INSTRUCTIONS TO FOLLOW: Skip every line before the one containing "For this exercise we mark the swimming", then copy that line and the rest of the entries below exactly, through the last line.

SOURCE RECORDS:

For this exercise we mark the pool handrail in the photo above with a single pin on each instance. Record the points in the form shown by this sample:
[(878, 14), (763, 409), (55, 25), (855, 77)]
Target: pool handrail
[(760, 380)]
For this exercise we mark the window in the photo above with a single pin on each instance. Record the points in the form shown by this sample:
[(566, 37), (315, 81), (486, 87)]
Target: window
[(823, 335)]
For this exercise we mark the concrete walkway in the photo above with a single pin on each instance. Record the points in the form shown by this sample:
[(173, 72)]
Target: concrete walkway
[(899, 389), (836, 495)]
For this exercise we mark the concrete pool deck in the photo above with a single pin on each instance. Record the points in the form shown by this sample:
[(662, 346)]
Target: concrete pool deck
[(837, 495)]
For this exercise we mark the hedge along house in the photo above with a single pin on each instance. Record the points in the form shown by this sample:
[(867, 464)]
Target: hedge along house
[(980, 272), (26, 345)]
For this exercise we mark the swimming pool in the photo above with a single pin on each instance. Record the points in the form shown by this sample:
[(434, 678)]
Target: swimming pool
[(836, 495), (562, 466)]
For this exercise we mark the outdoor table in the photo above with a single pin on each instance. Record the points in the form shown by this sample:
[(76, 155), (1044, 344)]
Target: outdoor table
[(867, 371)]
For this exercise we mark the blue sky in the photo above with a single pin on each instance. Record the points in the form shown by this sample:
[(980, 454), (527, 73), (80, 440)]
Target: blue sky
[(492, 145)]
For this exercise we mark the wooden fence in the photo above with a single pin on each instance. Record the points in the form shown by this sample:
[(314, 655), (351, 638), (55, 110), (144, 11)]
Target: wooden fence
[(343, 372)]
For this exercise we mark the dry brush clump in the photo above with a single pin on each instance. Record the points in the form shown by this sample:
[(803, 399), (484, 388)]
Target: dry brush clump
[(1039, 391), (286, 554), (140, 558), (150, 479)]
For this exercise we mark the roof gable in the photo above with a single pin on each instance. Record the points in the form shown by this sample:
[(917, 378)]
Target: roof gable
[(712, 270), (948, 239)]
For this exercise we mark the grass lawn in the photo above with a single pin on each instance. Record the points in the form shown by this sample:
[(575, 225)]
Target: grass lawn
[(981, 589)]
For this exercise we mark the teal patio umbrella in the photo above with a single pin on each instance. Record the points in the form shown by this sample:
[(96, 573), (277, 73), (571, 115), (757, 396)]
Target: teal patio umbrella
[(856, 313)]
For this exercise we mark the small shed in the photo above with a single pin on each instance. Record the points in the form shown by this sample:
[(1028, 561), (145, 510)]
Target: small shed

ANSWER IN FULL:
For this exercise we mark the swimming pool in the photo above with a single pin on each instance. Record the points in the form shown by this sample:
[(434, 678)]
Target: swimming pool
[(836, 495), (562, 466)]
For this exercise we mark the outdoor table in the photo above with a single pin on each instance. Record the points in the form shown by this sample:
[(76, 155), (1044, 344)]
Target: outdoor table
[(867, 371)]
For this exercise we mark the blue sky in the photo above with a single pin on each instance. Record the points in the form shown by this sample:
[(980, 454), (527, 73), (80, 440)]
Target: blue sky
[(492, 145)]
For this exercise we mark the wooden fence in the photo above with a single pin on each instance. Record the points in the form shown by this sample:
[(314, 655), (351, 638), (55, 110), (144, 11)]
Target: wooden fence
[(343, 372)]
For this exercise we mark the dry brush clump in the photo above with a single pin on each instance. Record the points in the form shown by this sample:
[(803, 399), (484, 388)]
Target: dry brush clump
[(1039, 391), (286, 554), (140, 558), (150, 479)]
For this exercise we mark the roof gable in the photo above with a single pin on each instance. Record the points in the form shown by this sample:
[(917, 378)]
Target: roof gable
[(712, 270), (948, 239)]
For this exercise we mark the grass lawn in the photo above with a single pin on each instance. Record the points in the form shown by this sample:
[(575, 225)]
Target: grass lawn
[(981, 589)]
For this exercise we mark the teal patio umbrella in the photo above with a single pin on each instance. Record the points in the form shown by this sample:
[(96, 573), (277, 73), (571, 115), (757, 396)]
Target: teal patio umbrella
[(856, 313)]
For this exercise we mark the small shed in the photo above with a single pin on each instance. Record the points in the form shown by this sample:
[(1028, 561), (145, 510)]
Target: small shed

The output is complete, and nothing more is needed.